What the task requires: Wherever the string "instance" appears in a line of the listing below, report that line.

*** Entries provided Section Begins ***

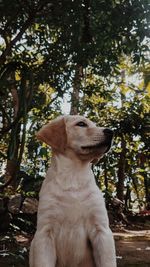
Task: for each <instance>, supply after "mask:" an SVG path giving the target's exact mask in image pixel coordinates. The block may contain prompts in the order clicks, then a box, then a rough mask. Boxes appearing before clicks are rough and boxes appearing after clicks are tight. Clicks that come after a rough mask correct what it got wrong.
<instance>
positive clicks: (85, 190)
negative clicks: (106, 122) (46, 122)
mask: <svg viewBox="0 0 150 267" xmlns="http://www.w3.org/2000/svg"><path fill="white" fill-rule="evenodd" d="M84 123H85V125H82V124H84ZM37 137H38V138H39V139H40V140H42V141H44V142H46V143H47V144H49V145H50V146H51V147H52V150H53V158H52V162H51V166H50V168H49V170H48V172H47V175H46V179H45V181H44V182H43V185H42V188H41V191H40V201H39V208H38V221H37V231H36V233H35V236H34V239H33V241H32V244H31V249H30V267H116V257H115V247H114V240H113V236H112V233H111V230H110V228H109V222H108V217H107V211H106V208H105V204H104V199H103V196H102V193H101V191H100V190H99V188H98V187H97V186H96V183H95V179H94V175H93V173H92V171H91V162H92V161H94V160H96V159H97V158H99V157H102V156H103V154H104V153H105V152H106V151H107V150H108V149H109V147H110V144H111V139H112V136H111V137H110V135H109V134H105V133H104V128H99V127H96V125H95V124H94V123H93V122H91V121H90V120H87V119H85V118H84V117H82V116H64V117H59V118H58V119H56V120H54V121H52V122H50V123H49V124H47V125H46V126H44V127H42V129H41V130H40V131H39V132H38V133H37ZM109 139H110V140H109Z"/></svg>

*** Entries provided Section Ends ***
*** Entries provided Section Begins ***

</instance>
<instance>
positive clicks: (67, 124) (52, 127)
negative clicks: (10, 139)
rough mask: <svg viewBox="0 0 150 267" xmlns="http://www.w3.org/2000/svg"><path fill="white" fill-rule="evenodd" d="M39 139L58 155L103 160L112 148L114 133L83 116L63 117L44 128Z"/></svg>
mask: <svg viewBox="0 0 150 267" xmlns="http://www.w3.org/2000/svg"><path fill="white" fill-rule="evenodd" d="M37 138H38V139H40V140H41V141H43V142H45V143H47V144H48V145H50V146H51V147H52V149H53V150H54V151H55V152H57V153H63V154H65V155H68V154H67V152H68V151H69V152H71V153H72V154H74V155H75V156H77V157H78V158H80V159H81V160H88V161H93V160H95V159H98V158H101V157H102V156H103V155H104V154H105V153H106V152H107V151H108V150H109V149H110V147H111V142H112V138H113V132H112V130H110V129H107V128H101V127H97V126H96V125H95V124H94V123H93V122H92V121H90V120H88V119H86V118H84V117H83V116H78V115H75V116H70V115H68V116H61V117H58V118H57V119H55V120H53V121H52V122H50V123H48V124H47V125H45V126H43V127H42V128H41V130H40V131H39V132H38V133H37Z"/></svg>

*** Entries provided Section Ends ***

Solution for this problem:
Task: for each <instance>, supply after "mask:" an SVG path giving the target's exact mask in image pixel coordinates. The block may contain prompts in the order clicks, then a box, then a rough mask. Boxes appearing before clicks are rough and boxes appearing after clicks are tight. Clicks that come after a rough mask correct what it got wrong.
<instance>
</instance>
<instance>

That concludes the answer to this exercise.